TUGAS 1:
Sebutkan semua gejala cuaca yang disebut Guru dalam ucapannya pada kutipan di bawah ini.
TUGAS 2:
Tukar "orange flower center" dengan "yellow-orange flower center" di semua entri di bawah ini tanpa mengubah bagian lain, lalu tulis ulang entri tersebut tanpa menyertakan gambarnya.

KUTIPAN:
.....

Segera kemudian dia datang kembali dan para pengikutnya bertanya mengapa dia harus pulang ke rumah. Guru kami berkata, "Ketika saya memandang ke langit dan angin bertiup seperti tadi, awan nampaknya bergerak menunju barat laut. Ini tanda angin besar. Kalau angin juga besar sementara hujan juga besar seperti ini, kemungkinan besar tanam-tanaman akan hancur. Ketika kembali ke rumah, saya mandi dan berdoa". Kata-kata dalam doa tersebut adalah sebagai berikut,
Ame o koi kaze shizuka ni to inoru nari
Mamorase tamae futabashira no kami.
Saya memohon hujan dan angin sepoi,
O dewa dua pilar.(37)

.....

ENTRI YANG DIBERIKAN:
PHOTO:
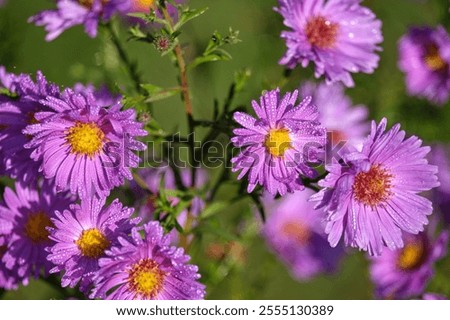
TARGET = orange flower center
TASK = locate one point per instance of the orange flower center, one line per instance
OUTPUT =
(92, 243)
(372, 187)
(321, 32)
(296, 231)
(146, 278)
(277, 142)
(433, 59)
(412, 255)
(36, 227)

.....

JAWABAN BENAR 1:
Angin, awan, dan hujan.

JAWABAN BENAR 2:
PHOTO:
TARGET = yellow-orange flower center
TASK = locate one point per instance of the yellow-orange flower center, one line per instance
OUTPUT =
(92, 243)
(372, 187)
(321, 32)
(296, 231)
(146, 278)
(277, 142)
(433, 59)
(412, 255)
(36, 227)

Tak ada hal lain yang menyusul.